#### [Exercise material]

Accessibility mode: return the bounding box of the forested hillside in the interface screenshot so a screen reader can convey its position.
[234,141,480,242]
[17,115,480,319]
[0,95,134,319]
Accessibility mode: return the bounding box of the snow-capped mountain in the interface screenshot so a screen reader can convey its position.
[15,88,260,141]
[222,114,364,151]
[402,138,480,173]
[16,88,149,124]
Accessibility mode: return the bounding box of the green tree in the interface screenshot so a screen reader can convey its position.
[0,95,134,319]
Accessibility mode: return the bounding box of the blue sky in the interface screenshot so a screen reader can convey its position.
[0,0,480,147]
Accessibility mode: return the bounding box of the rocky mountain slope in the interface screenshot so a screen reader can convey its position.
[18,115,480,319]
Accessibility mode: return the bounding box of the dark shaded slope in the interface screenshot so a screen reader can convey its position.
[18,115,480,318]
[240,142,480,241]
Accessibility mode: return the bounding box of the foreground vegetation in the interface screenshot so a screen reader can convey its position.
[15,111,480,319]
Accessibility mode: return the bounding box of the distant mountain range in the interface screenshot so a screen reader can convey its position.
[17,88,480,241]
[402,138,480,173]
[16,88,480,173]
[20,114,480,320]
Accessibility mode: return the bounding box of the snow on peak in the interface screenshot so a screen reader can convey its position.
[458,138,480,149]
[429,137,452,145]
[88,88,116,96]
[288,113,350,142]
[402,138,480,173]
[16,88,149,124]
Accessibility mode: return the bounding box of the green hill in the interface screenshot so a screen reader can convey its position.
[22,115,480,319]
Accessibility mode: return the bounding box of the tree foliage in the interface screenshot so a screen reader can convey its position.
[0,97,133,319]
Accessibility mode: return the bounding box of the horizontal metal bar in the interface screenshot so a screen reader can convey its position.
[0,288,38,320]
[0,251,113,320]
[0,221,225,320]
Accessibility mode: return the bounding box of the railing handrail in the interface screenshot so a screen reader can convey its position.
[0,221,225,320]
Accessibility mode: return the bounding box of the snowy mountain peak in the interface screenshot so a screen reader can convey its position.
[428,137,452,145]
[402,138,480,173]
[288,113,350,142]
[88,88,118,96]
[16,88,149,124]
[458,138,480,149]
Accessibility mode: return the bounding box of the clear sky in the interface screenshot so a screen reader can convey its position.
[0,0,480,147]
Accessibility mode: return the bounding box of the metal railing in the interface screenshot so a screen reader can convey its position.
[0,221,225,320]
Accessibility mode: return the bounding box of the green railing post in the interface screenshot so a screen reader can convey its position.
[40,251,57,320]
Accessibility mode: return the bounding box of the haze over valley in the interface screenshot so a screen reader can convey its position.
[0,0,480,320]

#### [Work to complete]
Can you copy the listing verbatim, from its first line through the line containing "[240,142,480,241]", with both of those lines included?

#### [Task output]
Accessibility mode: return the bounding box of the forested hillside in the interface screenshot so a screen reader can convey its position.
[234,141,480,242]
[17,115,480,319]
[0,95,134,319]
Accessibility mode: return the bounding box of the snow-capped mountain in the interface screenshot so a screen reader can convey its position.
[15,88,260,141]
[222,114,364,151]
[402,138,480,173]
[16,88,149,124]
Accessibility mode: return the bounding box of the green tree in the interface screenshot so a screen reader can convey its position.
[0,95,134,319]
Accessibility mode: return the bounding box of the blue sky in the interface screenshot so a screen reader can convey its position.
[0,0,480,147]
Accessibility mode: return the bounding box of the rocky mountain slope in the interface screenshot so a screen reader can convey its position.
[18,115,480,319]
Accessibility mode: return the bounding box of the dark shaded slope in the interface screenshot so a screen reader can convey its position.
[18,115,480,318]
[240,142,480,241]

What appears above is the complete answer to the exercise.